* _Texto proporcionado_:
━━━━━━━━━━━━━━━━━━━━

En los últimos años se han conseguido importantes avances gracias a los análisis genéticos en miles de pacientes, pero todavía es necesario un cambio de paradigma. “Probablemente, nos encontremos en una situación con respecto al autismo parecida a la que teníamos en relación al cáncer hace unas décadas. Al principio, el cáncer se consideraba una única enfermedad caracterizada por un descontrol de la división celular. Los avances significativos en la comprensión y el tratamiento del cáncer han venido en una segunda etapa en la que se vio que no hay un cáncer sino muchos tipos. Categorizar los pacientes según su tipo de cáncer permitió conocer causas específicas de cada subtipo y desarrollar terapias específicas para muchos de ellos”, apunta Lucas.

━━━━━━━━━━━━━━━━━━━━

Datos de localización con un punto por instancia
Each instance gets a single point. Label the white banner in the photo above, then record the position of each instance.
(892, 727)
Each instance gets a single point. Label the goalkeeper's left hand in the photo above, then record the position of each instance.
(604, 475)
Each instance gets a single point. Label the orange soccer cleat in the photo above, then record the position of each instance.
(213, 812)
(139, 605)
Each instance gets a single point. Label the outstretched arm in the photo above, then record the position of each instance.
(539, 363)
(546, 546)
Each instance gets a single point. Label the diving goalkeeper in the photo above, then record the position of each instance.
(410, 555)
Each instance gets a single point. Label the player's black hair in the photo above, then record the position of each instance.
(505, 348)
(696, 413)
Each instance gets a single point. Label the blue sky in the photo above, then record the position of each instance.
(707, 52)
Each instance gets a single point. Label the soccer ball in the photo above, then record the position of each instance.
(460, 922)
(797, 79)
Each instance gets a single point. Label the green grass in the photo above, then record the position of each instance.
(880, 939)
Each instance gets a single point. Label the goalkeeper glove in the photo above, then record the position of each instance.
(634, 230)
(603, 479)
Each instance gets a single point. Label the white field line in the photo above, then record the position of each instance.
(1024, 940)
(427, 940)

━━━━━━━━━━━━━━━━━━━━

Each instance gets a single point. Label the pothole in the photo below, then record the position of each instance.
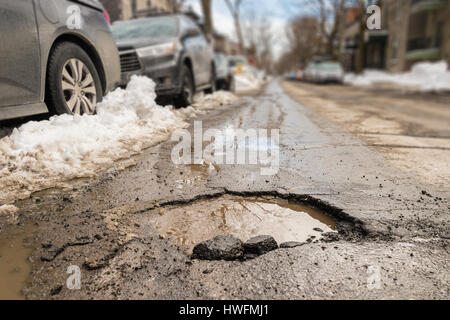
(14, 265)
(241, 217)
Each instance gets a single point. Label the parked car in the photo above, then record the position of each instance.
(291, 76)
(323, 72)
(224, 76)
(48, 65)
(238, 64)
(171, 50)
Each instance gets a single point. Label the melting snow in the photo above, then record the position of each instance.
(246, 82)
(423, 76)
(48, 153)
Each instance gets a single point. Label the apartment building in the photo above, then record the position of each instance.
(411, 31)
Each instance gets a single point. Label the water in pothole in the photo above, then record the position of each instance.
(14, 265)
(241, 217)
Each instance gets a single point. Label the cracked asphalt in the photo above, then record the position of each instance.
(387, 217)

━━━━━━━━━━━━━━━━━━━━

* _Cuestiones del material_:
• A. Indique si cada afirmación coincide con el texto sobre el autismo y cite literalmente las palabras del texto que lo determinan: (i) los avances recientes se han logrado gracias a análisis genéticos en miles de pacientes; (ii) ya no hace falta un cambio de paradigma; (iii) en un principio, el cáncer se consideraba una única enfermedad.
• B. Según el texto sobre el autismo, ¿por qué resultó útil clasificar a los pacientes según su tipo de cáncer? Responda en una a tres oraciones.
• C. Continúe el texto sobre el autismo a partir de su última oración.

* _Sus respuestas escritas_:
• A.
(i) Sí: "se han conseguido importantes avances gracias a los análisis genéticos en miles de pacientes".
(ii) No: "pero todavía es necesario un cambio de paradigma".
(iii) Sí: "Al principio, el cáncer se consideraba una única enfermedad caracterizada por un descontrol de la división celular".

• B. Clasificar a los pacientes según su tipo de cáncer permitió conocer las causas específicas de cada subtipo. También permitió desarrollar terapias específicas para muchos de ellos.

• C.
Por ello, para la comunidad científica, un reto actual en la investigación del autismo está en identificar biomarcadores; pruebas diagnósticas de neuroimagen, análisis de líquido cefalorraquídeo, sangre, orina o heces o genéticas, que permitan clasificar los casos en subcategorías que puedan tener causas moleculares comunes y en los que ensayar terapias específicas.
La mayoría de los casos del trastorno del espectro autista se manifiestan en los primeros meses o años de vida. Se revela un interés limitado del paciente a realizar ciertas actividades y dificultades a la hora de relacionarse, comunicarse o comportarse. Estos síntomas son comunes a muchos individuos que, por otro lado, son muy distintos entre sí. “Es muy probable que a dicha presentación sintomática común se llegue desde alteraciones moleculares diversas”, puntualiza Lucas.
Méndez matiza que “este trabajo es un ejemplo de cómo la expresión de cientos de genes tiene que estar perfectamente coordinada para el correcto funcionamiento de los órganos y las células que lo componen. En este caso las neuronas y el cerebro”. A lo que Parras añade que “dado que CPEB4 se sabe que regula numerosos genes durante el desarrollo embrionario, se presenta como un posible nexo entre los factores ambientales que alteran el desarrollo del cerebro y los genes de predisposición al autismo”.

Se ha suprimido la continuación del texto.